Location labeling records:

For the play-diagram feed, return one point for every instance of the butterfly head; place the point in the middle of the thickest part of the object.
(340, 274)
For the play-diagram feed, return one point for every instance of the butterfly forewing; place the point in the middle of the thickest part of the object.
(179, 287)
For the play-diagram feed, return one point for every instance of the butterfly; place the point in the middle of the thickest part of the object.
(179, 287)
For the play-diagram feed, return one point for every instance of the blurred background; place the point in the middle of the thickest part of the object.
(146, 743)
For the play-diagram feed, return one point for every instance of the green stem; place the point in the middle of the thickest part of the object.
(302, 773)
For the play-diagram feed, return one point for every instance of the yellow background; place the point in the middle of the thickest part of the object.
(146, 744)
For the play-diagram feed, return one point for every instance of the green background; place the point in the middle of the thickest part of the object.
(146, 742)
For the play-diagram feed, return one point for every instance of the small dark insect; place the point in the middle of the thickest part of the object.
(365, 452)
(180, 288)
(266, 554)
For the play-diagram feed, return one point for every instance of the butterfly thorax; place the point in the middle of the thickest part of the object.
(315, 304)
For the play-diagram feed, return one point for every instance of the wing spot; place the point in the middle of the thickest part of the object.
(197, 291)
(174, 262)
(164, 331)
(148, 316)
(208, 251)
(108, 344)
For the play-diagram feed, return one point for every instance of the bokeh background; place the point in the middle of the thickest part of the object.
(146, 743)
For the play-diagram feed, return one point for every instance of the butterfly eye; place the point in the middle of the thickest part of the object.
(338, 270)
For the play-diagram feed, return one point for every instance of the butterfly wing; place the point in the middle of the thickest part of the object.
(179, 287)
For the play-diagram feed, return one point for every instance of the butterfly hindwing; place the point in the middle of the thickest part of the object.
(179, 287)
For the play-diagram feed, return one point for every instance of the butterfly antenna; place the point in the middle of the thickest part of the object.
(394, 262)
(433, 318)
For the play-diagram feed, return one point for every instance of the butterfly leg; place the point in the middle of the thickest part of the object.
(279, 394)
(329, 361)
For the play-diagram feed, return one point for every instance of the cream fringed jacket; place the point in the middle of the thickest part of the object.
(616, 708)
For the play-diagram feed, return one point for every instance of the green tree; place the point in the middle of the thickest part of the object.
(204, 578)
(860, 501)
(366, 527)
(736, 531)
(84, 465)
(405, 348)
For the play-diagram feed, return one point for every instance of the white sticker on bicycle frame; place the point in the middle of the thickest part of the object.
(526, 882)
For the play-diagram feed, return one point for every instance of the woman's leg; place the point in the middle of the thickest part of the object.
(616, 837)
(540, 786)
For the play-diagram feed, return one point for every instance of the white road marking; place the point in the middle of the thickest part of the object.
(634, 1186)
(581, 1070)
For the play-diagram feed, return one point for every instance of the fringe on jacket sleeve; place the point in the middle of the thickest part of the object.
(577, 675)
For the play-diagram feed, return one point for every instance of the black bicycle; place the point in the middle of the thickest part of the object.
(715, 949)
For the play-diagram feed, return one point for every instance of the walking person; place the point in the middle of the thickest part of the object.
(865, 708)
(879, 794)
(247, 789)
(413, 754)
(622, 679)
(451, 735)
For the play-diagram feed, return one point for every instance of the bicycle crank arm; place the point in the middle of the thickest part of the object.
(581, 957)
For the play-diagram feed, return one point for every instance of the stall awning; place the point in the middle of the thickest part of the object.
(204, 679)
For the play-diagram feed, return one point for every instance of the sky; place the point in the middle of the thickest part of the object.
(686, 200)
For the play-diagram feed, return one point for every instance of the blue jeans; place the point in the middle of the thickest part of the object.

* _INSTRUCTIONS FOR THE TASK_
Turn the lines, starting with the line that contains "of the walking" and going on through the last line, into a Markdown table with the columns "Row" and "Line". Number the rows and leave out any blank lines.

* _THE RESULT_
| Row | Line |
|---|---|
| 1 | For the play-diagram feed, return one point for every instance of the walking person; place the point in the middle of the thickest part of the object. |
| 2 | (865, 708) |
| 3 | (879, 794) |
| 4 | (247, 789) |
| 5 | (413, 754) |
| 6 | (622, 679) |
| 7 | (451, 735) |
| 8 | For the play-diagram feed, return one point for every instance of the bicycle crank arm; place the point in the middle of the thickest part of the object. |
| 9 | (581, 957) |
| 10 | For the play-diagram feed, return one point for every instance of the stall awning; place the point in the middle of the thickest part of the object. |
| 11 | (204, 679) |
| 12 | For the play-diagram feed, return one point for every instance of the sky; place the point in the middle of the thickest part of the object. |
| 13 | (686, 200) |
| 14 | For the play-diagram feed, return one point for every instance of the blue jeans; place the point in the middle of the thickest part of the object. |